Count how many lines in the entries below contain the word "admiral". Reply with only that number.

### RECORDS SHOWN
-*-*-

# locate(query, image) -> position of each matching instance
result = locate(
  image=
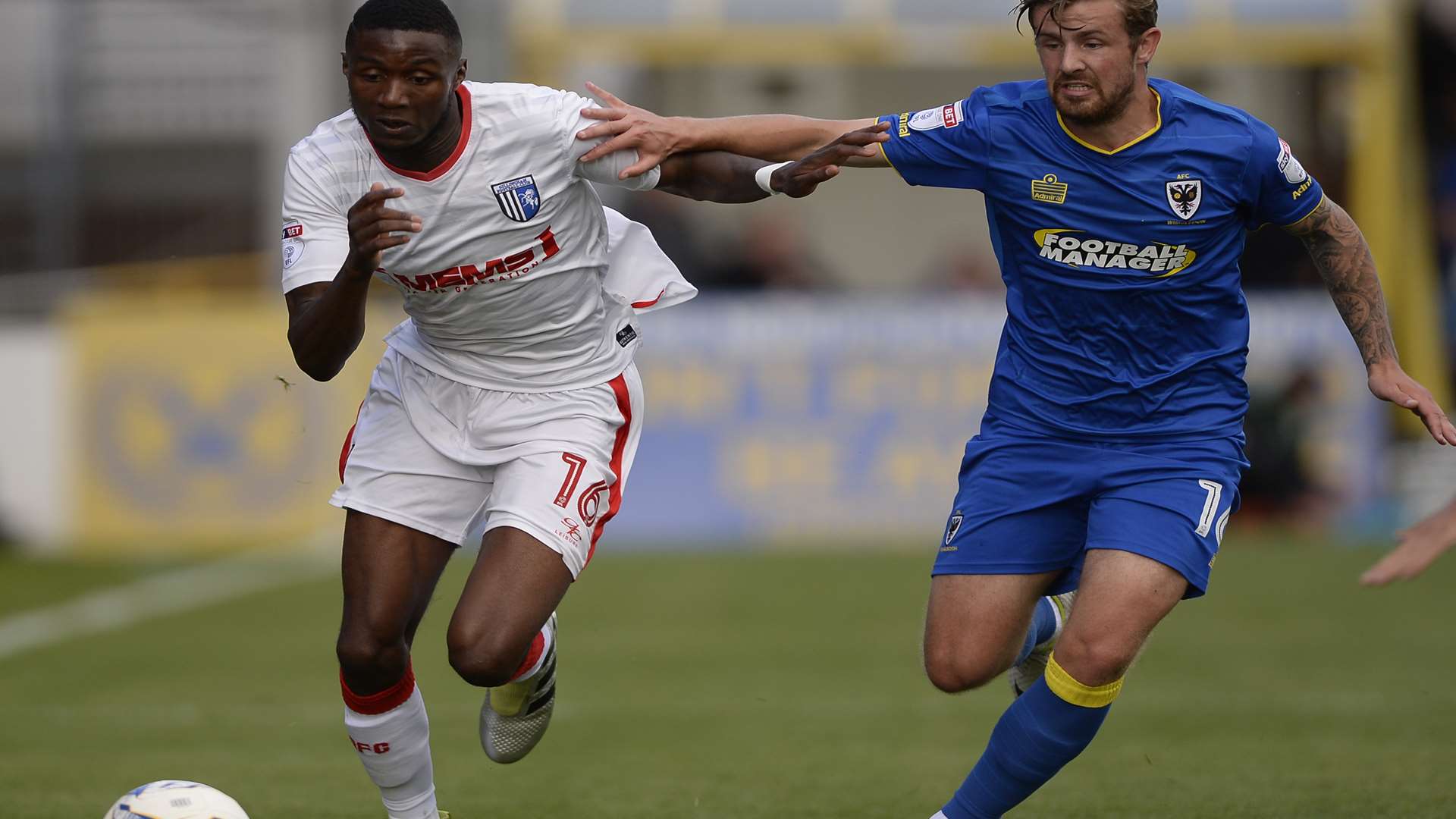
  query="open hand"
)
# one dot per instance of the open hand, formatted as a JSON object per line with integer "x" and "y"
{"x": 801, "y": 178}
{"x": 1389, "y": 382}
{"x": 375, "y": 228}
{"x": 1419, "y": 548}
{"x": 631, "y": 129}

-*-*-

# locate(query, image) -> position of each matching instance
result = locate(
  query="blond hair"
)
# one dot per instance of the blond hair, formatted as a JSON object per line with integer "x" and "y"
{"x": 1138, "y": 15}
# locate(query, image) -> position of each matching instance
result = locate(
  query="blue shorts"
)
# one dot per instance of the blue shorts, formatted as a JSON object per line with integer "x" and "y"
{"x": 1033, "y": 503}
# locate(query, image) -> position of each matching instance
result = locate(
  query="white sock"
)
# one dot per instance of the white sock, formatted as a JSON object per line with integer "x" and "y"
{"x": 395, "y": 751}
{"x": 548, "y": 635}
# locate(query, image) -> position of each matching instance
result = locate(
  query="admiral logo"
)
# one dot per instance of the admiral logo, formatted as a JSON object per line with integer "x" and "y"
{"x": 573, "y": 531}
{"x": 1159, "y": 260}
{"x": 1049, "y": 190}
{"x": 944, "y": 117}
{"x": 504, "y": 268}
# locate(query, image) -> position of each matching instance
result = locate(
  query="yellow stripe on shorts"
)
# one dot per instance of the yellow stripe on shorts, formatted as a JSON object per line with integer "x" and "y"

-*-*-

### EXERCISE RESPONSE
2